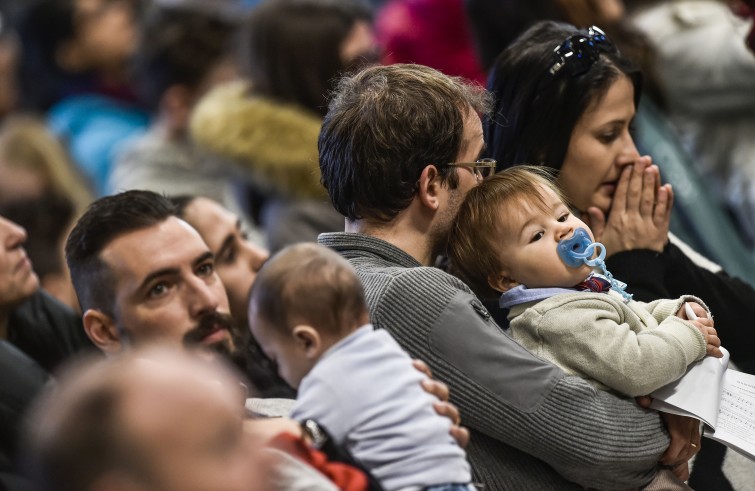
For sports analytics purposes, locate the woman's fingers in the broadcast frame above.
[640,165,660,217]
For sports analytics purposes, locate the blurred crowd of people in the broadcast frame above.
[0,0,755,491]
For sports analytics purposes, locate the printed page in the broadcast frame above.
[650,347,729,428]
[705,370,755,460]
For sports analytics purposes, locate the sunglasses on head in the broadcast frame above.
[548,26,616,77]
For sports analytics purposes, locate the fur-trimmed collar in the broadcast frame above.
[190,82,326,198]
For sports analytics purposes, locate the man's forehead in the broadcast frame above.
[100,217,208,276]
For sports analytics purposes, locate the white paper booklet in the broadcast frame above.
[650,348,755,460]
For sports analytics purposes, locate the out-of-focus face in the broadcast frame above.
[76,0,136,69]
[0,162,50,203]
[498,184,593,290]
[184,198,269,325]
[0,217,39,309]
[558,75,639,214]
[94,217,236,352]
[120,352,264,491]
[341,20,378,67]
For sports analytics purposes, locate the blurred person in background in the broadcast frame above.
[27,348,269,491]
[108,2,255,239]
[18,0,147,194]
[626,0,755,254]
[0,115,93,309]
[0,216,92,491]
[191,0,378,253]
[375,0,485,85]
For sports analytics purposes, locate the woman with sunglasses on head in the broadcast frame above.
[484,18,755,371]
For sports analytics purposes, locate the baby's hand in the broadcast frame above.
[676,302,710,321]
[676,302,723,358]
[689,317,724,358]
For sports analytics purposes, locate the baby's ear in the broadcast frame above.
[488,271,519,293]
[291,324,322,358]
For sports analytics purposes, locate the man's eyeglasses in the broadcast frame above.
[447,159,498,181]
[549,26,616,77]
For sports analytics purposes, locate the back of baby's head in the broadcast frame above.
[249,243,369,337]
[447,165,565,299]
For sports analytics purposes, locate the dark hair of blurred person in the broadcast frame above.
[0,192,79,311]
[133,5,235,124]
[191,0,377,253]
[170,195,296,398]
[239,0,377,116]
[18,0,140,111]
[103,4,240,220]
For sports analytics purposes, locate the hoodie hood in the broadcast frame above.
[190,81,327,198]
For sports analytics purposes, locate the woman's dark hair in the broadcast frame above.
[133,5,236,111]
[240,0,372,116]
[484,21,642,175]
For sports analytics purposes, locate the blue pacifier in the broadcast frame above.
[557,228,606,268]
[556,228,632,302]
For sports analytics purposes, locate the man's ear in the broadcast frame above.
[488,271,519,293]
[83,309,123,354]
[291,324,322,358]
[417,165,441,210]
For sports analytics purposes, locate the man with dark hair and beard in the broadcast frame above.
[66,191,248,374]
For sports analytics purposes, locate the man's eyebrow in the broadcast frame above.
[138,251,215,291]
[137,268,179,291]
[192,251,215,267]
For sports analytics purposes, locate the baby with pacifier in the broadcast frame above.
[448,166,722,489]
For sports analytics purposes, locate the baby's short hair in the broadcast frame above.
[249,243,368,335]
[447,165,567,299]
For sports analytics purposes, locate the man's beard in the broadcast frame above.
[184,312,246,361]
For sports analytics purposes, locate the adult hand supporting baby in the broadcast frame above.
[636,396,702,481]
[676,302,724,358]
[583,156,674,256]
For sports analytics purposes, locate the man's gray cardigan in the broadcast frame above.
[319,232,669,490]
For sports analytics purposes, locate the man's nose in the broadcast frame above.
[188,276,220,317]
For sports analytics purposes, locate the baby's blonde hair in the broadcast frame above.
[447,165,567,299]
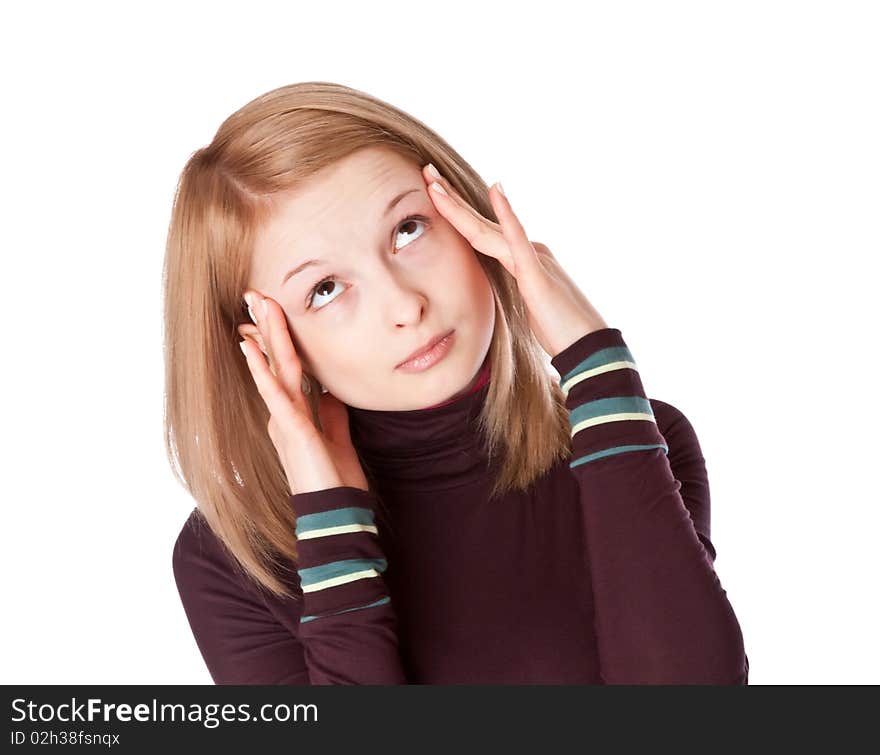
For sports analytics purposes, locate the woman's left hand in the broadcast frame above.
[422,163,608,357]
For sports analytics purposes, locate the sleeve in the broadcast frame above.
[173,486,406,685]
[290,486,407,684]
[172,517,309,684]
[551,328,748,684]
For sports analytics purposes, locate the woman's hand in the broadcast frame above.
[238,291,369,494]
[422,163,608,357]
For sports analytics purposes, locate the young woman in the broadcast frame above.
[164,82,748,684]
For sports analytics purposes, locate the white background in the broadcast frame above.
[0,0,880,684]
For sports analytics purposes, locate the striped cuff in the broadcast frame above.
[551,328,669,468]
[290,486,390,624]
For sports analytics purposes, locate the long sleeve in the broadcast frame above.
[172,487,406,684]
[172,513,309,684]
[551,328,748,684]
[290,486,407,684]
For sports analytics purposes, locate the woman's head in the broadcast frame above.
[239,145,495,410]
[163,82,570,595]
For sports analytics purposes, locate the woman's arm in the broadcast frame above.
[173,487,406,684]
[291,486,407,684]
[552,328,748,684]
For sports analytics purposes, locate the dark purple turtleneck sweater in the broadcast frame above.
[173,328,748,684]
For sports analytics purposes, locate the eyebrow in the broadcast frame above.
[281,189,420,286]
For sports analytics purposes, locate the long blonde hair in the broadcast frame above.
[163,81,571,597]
----
** BRIEF **
Render the records as a Markdown table with the columns No. and Text. Begin at the line that has "For sports analytics purposes, locate the hoodie" and stop after the line that has "[484,21,642,175]", numbering each line and leaving out blank lines.

** SOLUTION FOR THIS PROBLEM **
| No. | Text |
|---|---|
| 1 | For sports analytics purposes, locate the hoodie hood in the broadcast frame above. |
| 2 | [190,81,327,198] |
| 3 | For sports analytics purposes, locate the woman's dark hair in the broadcast frame above. |
| 4 | [133,5,236,111] |
| 5 | [240,0,372,116] |
| 6 | [484,21,642,175] |